(Data listing)
####################
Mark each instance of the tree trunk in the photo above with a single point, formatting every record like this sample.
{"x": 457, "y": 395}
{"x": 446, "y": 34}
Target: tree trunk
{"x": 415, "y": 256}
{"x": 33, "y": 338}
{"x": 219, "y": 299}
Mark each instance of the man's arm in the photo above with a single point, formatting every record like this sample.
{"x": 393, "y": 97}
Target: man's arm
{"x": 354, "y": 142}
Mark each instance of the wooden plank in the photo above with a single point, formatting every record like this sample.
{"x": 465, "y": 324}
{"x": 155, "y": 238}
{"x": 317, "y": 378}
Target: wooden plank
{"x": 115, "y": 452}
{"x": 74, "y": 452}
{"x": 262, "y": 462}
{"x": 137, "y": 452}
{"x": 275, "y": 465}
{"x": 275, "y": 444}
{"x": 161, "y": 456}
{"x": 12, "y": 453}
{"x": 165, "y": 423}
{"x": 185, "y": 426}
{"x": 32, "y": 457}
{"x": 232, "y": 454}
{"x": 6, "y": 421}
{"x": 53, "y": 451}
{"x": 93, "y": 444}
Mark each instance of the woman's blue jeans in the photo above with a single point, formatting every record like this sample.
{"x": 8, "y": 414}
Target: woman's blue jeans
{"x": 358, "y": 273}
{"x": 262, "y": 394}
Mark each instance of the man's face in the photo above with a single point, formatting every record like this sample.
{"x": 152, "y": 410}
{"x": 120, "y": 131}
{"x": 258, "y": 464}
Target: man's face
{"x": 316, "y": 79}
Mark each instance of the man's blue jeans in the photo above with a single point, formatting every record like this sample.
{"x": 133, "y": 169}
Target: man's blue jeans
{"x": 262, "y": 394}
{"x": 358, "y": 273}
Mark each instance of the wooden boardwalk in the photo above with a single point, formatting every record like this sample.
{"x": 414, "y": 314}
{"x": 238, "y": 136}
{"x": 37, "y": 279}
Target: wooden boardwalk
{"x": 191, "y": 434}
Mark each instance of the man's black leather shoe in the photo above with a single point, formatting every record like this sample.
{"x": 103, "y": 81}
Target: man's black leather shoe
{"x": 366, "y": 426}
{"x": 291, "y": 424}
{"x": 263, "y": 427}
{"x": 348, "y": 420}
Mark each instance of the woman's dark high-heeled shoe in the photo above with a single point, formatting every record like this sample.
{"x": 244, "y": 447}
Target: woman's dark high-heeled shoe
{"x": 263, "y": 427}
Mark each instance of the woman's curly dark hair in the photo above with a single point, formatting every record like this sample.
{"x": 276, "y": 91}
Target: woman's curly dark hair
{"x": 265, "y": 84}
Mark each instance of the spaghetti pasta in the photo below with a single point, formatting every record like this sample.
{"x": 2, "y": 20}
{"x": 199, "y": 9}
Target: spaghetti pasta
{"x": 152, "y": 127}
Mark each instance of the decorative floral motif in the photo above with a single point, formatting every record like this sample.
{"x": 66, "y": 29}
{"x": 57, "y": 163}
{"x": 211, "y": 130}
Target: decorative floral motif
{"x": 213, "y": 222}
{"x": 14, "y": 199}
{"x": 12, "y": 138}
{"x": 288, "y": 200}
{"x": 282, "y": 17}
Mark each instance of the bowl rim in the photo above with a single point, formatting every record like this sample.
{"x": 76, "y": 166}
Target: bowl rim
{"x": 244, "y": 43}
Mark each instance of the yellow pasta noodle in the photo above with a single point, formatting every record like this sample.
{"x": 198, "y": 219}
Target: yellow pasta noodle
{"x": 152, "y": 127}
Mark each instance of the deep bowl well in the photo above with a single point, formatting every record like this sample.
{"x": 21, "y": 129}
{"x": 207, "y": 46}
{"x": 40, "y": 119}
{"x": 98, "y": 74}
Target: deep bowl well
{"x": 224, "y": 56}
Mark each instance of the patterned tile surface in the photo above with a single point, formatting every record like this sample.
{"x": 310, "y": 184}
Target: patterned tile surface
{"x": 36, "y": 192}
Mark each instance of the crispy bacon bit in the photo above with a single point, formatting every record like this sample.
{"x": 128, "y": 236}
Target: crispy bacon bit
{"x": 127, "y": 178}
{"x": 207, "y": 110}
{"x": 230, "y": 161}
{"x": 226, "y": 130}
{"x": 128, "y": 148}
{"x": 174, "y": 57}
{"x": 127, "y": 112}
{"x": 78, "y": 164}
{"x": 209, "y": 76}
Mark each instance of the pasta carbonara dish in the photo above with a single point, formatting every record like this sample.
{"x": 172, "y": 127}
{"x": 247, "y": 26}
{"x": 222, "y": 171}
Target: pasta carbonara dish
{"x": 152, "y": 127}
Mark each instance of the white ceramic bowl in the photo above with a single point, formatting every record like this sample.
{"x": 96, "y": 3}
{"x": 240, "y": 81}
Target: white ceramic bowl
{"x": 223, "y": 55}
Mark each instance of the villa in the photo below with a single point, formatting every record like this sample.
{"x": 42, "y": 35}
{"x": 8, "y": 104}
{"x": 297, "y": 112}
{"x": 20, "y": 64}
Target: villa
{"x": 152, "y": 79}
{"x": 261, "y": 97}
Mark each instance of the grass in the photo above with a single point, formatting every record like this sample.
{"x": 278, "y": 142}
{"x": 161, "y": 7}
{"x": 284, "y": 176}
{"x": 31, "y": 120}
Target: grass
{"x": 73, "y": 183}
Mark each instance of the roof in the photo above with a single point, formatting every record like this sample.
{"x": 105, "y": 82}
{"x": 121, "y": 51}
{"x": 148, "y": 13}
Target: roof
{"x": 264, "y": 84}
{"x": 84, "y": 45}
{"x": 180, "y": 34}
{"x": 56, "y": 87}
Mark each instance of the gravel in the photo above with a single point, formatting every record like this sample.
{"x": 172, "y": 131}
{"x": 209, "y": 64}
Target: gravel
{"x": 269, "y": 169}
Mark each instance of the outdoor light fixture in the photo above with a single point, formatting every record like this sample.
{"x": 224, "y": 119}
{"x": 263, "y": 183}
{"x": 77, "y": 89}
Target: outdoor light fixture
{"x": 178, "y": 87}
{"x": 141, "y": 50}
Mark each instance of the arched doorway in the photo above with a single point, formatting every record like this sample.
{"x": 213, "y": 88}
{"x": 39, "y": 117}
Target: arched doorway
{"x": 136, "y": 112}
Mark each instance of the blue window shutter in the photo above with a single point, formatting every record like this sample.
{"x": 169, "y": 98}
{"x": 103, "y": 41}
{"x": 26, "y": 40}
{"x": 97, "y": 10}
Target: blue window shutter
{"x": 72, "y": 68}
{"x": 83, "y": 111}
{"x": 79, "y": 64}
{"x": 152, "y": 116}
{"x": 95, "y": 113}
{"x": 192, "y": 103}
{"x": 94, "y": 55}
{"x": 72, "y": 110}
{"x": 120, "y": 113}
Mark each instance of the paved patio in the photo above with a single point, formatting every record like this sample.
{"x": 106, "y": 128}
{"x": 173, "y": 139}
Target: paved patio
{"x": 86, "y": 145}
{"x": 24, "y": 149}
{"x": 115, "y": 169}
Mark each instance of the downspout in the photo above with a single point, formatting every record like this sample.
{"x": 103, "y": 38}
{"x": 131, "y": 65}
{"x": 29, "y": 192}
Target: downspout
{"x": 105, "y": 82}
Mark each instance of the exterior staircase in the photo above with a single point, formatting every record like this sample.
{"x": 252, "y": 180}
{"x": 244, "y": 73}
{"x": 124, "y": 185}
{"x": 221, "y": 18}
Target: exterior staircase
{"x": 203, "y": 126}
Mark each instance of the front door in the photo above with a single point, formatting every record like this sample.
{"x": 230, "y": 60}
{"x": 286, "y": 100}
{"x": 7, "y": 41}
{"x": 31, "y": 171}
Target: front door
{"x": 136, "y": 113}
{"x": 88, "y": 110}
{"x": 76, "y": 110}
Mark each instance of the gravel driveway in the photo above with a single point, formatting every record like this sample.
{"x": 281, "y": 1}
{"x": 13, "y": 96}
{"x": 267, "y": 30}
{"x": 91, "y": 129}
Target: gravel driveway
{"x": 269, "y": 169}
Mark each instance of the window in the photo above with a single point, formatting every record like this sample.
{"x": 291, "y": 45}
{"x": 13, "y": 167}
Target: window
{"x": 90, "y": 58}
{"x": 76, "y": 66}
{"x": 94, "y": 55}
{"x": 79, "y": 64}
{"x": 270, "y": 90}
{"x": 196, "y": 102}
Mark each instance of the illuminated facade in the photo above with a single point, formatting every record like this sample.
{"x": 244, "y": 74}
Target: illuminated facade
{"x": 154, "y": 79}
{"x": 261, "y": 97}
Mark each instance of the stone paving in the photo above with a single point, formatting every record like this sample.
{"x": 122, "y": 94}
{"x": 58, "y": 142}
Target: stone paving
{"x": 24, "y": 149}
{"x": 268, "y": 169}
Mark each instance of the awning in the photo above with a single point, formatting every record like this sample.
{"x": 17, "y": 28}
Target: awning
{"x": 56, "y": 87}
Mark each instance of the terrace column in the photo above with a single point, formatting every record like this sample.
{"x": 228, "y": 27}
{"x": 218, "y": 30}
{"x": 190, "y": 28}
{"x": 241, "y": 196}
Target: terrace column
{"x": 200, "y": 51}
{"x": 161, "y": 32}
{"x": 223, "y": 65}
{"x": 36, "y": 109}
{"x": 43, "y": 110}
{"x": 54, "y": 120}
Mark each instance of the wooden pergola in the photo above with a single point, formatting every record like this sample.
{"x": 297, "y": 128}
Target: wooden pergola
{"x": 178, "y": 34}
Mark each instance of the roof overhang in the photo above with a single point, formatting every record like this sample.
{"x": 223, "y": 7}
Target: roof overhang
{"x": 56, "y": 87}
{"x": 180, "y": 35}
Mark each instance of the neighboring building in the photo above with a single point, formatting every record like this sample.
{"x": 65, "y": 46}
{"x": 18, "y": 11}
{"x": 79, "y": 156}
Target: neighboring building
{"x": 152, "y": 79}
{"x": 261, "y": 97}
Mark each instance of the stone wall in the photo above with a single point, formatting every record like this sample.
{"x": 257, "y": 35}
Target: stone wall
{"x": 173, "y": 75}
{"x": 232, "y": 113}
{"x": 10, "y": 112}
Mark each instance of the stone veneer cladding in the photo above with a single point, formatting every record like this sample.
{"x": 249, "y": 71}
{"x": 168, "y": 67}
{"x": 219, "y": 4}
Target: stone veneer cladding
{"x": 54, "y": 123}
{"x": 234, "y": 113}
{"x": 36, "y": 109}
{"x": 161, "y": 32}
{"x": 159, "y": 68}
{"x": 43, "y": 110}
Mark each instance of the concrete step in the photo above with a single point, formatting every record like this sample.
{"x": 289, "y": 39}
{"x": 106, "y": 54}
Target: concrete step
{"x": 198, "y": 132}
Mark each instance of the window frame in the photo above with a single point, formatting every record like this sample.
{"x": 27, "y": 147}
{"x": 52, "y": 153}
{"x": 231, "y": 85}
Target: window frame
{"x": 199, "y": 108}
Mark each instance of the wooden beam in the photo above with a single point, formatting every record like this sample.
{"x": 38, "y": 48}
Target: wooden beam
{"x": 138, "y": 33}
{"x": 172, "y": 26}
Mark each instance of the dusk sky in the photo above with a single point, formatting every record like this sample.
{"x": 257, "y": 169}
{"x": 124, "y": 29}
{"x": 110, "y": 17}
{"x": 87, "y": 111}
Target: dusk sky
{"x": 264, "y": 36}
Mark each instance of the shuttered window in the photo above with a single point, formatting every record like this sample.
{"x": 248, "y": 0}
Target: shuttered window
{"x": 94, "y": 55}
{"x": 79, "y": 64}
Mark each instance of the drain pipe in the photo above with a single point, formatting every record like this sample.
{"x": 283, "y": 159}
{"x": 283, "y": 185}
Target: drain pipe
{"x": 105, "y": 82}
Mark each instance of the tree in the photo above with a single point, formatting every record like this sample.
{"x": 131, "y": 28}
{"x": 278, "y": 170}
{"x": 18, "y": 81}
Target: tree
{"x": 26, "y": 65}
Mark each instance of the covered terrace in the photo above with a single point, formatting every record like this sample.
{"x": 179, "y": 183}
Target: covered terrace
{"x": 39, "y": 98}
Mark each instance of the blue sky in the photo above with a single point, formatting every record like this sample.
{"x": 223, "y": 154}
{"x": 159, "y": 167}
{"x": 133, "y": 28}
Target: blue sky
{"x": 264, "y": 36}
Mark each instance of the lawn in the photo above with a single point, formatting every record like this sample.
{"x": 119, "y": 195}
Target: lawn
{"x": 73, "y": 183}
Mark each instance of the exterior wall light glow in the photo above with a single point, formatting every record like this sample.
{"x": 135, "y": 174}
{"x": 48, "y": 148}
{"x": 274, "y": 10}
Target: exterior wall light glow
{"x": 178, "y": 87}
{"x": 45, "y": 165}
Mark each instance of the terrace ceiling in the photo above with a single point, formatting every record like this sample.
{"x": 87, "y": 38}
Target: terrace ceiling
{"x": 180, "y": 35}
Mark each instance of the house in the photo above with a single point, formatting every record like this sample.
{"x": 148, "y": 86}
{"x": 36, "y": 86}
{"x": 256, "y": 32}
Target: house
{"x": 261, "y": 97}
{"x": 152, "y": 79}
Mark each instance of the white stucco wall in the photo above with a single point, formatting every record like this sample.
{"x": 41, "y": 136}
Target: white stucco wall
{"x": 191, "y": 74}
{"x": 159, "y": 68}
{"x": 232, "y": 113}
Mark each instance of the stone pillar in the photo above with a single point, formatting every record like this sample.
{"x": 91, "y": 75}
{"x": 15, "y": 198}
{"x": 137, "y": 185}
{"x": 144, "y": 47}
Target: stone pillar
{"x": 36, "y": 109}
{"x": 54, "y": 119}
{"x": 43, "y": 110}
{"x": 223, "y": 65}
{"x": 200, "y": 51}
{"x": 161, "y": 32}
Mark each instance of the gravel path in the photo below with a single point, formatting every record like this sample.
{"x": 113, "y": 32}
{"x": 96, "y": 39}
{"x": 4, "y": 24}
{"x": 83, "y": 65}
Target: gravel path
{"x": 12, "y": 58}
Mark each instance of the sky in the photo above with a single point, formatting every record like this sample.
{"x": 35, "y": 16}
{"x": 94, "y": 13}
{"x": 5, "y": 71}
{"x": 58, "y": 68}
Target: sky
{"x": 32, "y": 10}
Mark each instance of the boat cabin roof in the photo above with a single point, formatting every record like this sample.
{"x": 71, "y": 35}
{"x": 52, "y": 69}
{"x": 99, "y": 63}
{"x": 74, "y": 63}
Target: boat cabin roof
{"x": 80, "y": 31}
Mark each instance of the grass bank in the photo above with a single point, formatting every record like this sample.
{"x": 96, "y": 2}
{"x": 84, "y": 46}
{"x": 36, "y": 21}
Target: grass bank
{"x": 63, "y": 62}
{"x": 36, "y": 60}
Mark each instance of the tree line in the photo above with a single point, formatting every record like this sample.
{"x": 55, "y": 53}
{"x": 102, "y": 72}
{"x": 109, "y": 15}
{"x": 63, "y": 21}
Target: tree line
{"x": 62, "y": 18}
####################
(TASK TO COMPLETE):
Every line from the one containing "Mark each instance of the boat" through the last line must be copied exactly; leave out the rest.

(FINISHED TASK):
Mark each instance of the boat cabin roof in the photo above with a single point, formatting every record like this sample.
{"x": 71, "y": 35}
{"x": 52, "y": 69}
{"x": 99, "y": 63}
{"x": 74, "y": 63}
Target: boat cabin roof
{"x": 80, "y": 31}
Mark each instance of the grass bank in the photo above with a single point, formatting every record like this sample.
{"x": 96, "y": 2}
{"x": 84, "y": 46}
{"x": 36, "y": 21}
Target: grass bank
{"x": 63, "y": 62}
{"x": 36, "y": 60}
Mark each instance of the tree line in the photo above with a single point, formatting every record like this sample.
{"x": 55, "y": 53}
{"x": 102, "y": 72}
{"x": 109, "y": 15}
{"x": 63, "y": 21}
Target: tree line
{"x": 62, "y": 18}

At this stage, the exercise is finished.